» **EXERCISE BRIEF**: Copy all the data exactly, except the pictures.
*** THE DATA ***
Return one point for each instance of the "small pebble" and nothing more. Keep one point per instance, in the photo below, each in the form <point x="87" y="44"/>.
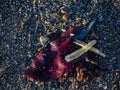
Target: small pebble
<point x="78" y="19"/>
<point x="64" y="17"/>
<point x="100" y="19"/>
<point x="43" y="40"/>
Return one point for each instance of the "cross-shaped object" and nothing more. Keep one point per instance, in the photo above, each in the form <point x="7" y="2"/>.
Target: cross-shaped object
<point x="85" y="48"/>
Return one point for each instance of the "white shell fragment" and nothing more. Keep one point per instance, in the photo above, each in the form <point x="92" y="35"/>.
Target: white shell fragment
<point x="95" y="50"/>
<point x="80" y="52"/>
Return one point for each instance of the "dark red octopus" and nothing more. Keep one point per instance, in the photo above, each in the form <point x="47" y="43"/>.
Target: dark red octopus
<point x="49" y="65"/>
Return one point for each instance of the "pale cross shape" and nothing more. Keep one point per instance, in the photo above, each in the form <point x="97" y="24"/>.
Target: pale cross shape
<point x="84" y="49"/>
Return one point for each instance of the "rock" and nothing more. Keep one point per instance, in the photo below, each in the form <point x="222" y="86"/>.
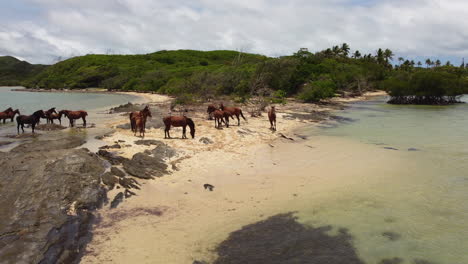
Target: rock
<point x="148" y="142"/>
<point x="117" y="200"/>
<point x="112" y="158"/>
<point x="110" y="180"/>
<point x="4" y="143"/>
<point x="129" y="183"/>
<point x="47" y="190"/>
<point x="145" y="167"/>
<point x="117" y="172"/>
<point x="116" y="146"/>
<point x="390" y="148"/>
<point x="206" y="140"/>
<point x="47" y="145"/>
<point x="413" y="149"/>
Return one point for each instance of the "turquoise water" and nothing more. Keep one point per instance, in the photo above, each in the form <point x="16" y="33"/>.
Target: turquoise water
<point x="29" y="102"/>
<point x="419" y="193"/>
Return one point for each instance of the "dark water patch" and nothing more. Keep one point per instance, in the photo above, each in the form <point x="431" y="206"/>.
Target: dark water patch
<point x="281" y="239"/>
<point x="392" y="236"/>
<point x="395" y="260"/>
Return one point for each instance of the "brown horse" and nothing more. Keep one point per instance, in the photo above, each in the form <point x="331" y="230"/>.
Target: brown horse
<point x="32" y="120"/>
<point x="272" y="118"/>
<point x="49" y="112"/>
<point x="9" y="114"/>
<point x="73" y="115"/>
<point x="145" y="113"/>
<point x="178" y="121"/>
<point x="52" y="116"/>
<point x="210" y="110"/>
<point x="221" y="116"/>
<point x="233" y="111"/>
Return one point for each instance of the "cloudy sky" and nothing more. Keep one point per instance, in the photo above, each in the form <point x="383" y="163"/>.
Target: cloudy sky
<point x="41" y="31"/>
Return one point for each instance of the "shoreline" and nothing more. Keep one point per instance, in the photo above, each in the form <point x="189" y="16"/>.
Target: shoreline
<point x="230" y="146"/>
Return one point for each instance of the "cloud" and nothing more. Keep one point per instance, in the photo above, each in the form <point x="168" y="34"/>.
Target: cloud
<point x="41" y="30"/>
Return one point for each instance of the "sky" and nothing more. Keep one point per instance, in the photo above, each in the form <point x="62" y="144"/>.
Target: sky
<point x="45" y="31"/>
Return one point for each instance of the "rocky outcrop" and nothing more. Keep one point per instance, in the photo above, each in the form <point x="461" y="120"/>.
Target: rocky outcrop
*** End of THE DATA ***
» **RESPONSE TO THE EXERCISE**:
Return one point for each instance of the "small pebble" and nothing more. Keep one point per instance, in the photo below, each in the form <point x="87" y="44"/>.
Target: small pebble
<point x="78" y="19"/>
<point x="64" y="17"/>
<point x="100" y="19"/>
<point x="43" y="40"/>
Return one point for each instance of the "cross-shaped object" and nothing more. Keep one point per instance, in the photo above, each in the form <point x="7" y="2"/>.
Target: cross-shaped object
<point x="85" y="48"/>
Return one point for each instance of the "white shell fragment" and nothing more. Keep one point per instance, in the photo above, each in the form <point x="92" y="35"/>.
Target: white shell fragment
<point x="95" y="50"/>
<point x="80" y="52"/>
Return one point for each instance of the "dark red octopus" and nothing more. Keep one point per instance, in the photo above, each in the form <point x="47" y="43"/>.
Target: dark red octopus
<point x="49" y="65"/>
Return one point for each instance of the "pale cross shape" and nothing more. Keep one point per instance, in the photo above, each in the form <point x="97" y="24"/>.
Target: pale cross shape
<point x="84" y="49"/>
Return one point for each instance of the "rock" and nothing more. Keep one point per instance, in the photo below, each in the form <point x="222" y="86"/>.
Target: rock
<point x="148" y="142"/>
<point x="117" y="200"/>
<point x="112" y="158"/>
<point x="110" y="180"/>
<point x="4" y="143"/>
<point x="129" y="183"/>
<point x="47" y="190"/>
<point x="145" y="167"/>
<point x="117" y="172"/>
<point x="116" y="146"/>
<point x="390" y="148"/>
<point x="206" y="140"/>
<point x="47" y="145"/>
<point x="413" y="149"/>
Return one point for each instance of the "turquoise water" and nothing more. Keep one point per instance, in the photo above, each in the form <point x="16" y="33"/>.
Target: turquoise water
<point x="29" y="102"/>
<point x="419" y="193"/>
Return one point for each instance of the "dark water patch" and nothing more. Keep one point per instance, in the photo above, each in the form <point x="431" y="206"/>.
Target: dark water patch
<point x="281" y="239"/>
<point x="392" y="236"/>
<point x="395" y="260"/>
Return one point for each instance of the "brown horse" and nothing more. Keep one point per instance, in the photo above, each in the form <point x="331" y="230"/>.
Target: brown horse
<point x="32" y="120"/>
<point x="272" y="118"/>
<point x="49" y="112"/>
<point x="9" y="114"/>
<point x="73" y="115"/>
<point x="145" y="113"/>
<point x="178" y="121"/>
<point x="52" y="116"/>
<point x="210" y="110"/>
<point x="221" y="116"/>
<point x="233" y="111"/>
Return one point for each instance of the "cloudy sky" and nothing more. Keep one point per instance, in the photo above, each in the form <point x="383" y="163"/>.
Target: cloudy sky
<point x="41" y="31"/>
Return one point for each instance of the "shoreline" and nothing more. Keep one point per instance, in the photo above, each in the form <point x="189" y="16"/>.
Target: shoreline
<point x="230" y="146"/>
Return one point for each instance of the "cloud" and nothing more. Keep one point per instance, in the photo above, each in the form <point x="168" y="34"/>.
Target: cloud
<point x="41" y="30"/>
Return one point for each instance of the "sky" and nothing more. Keep one point per instance, in the photo above, each in the form <point x="62" y="144"/>.
Target: sky
<point x="45" y="31"/>
Return one point for each instance of the "rocky outcrop" and nothing more. Keep one point per instance, in the photo above, each in the form <point x="461" y="120"/>.
Target: rocky outcrop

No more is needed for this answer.